(Given data)

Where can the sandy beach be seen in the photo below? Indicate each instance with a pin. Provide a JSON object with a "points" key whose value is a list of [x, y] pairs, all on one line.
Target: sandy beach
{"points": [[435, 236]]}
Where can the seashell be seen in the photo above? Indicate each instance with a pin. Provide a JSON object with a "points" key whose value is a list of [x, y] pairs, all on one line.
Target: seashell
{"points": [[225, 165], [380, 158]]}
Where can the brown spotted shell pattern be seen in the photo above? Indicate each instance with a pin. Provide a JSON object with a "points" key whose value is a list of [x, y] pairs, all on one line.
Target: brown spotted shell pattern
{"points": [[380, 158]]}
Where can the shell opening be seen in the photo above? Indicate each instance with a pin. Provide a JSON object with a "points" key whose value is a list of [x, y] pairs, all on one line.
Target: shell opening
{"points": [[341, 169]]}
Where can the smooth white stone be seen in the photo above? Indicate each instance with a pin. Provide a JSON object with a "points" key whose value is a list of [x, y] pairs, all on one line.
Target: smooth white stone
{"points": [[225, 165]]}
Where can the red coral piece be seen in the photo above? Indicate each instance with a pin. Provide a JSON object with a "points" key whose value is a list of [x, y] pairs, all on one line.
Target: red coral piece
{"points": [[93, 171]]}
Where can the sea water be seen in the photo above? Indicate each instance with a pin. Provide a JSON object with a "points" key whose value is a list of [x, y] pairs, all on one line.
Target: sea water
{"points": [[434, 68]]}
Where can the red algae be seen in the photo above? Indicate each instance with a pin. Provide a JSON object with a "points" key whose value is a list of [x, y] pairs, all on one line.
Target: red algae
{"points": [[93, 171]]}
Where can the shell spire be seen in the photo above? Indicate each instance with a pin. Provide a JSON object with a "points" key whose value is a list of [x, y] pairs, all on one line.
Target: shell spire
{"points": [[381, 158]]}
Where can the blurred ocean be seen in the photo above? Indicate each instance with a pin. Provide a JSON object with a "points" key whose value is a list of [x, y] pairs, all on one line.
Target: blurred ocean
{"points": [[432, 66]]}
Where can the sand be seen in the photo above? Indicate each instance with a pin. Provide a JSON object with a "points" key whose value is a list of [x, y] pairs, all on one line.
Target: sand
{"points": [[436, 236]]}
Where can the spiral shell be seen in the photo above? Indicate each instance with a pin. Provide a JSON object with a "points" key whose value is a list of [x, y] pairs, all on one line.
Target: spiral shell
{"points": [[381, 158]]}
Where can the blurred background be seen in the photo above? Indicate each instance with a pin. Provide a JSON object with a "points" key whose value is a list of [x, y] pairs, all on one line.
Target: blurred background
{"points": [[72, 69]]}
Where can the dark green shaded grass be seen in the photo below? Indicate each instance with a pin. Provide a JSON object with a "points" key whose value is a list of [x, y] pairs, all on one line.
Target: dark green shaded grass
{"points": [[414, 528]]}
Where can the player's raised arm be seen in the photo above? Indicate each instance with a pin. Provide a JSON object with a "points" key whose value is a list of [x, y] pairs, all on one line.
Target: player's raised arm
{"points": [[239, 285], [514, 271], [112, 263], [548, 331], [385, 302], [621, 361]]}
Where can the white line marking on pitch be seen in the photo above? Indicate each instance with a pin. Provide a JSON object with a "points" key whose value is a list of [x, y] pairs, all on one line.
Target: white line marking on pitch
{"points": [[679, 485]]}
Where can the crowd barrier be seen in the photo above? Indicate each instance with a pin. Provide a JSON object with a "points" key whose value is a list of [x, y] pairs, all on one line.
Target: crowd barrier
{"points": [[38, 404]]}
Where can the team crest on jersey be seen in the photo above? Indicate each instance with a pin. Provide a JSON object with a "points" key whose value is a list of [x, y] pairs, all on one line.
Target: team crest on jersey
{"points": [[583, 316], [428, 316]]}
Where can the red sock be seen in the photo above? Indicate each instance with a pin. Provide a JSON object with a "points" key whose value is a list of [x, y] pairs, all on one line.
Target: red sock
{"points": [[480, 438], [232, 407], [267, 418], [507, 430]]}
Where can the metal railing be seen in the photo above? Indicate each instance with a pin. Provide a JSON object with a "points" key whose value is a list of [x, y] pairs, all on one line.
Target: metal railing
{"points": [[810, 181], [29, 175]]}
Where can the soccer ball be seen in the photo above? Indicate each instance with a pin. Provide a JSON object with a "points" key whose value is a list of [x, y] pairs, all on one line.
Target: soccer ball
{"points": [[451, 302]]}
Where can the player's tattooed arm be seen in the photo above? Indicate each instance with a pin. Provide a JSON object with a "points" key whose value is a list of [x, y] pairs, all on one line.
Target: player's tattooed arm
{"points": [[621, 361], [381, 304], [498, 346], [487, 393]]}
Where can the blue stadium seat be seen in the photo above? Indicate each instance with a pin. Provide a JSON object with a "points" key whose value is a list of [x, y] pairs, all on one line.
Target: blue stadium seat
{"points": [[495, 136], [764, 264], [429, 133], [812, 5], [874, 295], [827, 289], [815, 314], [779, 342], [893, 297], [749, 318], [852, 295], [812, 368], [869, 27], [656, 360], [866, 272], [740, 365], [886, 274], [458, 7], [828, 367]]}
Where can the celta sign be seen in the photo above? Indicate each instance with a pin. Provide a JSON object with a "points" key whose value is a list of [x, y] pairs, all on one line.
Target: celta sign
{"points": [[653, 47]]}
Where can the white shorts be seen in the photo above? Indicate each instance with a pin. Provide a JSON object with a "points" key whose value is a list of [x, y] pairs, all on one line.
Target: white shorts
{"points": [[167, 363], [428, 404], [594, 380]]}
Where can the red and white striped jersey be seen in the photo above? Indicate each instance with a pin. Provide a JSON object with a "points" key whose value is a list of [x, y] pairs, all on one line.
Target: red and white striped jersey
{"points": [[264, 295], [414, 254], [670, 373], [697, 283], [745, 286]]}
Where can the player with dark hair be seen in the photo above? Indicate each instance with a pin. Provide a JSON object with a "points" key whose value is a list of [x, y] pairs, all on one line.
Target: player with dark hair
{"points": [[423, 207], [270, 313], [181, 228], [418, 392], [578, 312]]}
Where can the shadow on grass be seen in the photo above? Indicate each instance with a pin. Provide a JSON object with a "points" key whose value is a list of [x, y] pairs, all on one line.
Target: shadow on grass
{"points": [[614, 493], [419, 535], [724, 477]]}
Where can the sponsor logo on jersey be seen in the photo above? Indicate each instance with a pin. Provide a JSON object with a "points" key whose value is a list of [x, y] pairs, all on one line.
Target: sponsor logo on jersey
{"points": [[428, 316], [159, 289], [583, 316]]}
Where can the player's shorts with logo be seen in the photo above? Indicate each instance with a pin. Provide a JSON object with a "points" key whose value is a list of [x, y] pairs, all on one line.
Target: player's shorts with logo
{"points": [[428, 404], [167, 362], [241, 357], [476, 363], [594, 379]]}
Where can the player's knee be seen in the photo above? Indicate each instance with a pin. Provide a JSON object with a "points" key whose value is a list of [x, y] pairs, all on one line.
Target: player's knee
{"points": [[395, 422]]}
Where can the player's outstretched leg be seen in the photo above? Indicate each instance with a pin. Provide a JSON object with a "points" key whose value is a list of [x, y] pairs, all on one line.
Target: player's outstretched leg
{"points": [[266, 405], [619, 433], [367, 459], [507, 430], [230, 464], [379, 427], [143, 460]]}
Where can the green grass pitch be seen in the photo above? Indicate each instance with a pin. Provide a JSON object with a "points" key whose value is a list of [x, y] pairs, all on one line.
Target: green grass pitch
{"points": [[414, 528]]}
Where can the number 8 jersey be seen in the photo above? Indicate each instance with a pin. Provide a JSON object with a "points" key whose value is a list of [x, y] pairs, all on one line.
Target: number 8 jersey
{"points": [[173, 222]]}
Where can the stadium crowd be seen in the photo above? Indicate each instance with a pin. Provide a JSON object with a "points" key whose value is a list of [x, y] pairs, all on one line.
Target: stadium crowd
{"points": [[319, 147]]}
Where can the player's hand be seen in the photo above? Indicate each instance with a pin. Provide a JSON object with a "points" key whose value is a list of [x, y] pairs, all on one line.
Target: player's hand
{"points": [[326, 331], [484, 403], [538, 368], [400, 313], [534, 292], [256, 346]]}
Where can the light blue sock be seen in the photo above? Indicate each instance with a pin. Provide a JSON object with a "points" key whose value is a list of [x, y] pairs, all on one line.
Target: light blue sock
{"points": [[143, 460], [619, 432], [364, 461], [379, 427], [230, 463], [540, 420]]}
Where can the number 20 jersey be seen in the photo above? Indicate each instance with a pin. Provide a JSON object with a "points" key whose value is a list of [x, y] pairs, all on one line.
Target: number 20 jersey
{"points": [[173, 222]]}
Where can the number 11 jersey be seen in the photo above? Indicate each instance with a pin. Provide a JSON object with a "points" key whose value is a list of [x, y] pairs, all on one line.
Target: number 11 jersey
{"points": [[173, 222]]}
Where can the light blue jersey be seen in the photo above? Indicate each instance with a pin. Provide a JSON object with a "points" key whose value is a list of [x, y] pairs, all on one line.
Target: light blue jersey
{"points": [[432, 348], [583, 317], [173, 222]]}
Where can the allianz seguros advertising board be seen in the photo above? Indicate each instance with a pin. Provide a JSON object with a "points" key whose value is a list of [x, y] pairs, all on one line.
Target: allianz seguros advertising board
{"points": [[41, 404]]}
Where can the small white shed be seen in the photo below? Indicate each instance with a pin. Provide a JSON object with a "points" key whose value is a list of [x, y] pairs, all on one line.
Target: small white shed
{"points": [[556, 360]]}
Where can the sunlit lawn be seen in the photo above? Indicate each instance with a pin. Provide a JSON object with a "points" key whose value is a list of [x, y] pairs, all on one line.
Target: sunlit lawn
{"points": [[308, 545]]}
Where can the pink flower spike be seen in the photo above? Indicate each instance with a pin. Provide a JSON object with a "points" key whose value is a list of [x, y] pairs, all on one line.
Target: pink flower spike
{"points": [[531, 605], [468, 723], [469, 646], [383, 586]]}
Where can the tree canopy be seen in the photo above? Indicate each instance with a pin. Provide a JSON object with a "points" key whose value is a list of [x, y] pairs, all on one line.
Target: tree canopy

(End Given data)

• [Exercise details]: Restate exactly, and only, every line from the one that contains "Target: pink flower spike" through the last line of the records.

• [Task solution]:
Target: pink flower spike
{"points": [[531, 605], [468, 723], [469, 646], [383, 586]]}
Where can the tree canopy be seen in the photo above? Indicate each instance with a pin. Provide a JSON object with a "points" key whose value is a list of [x, y] pairs, all on one line.
Target: tree canopy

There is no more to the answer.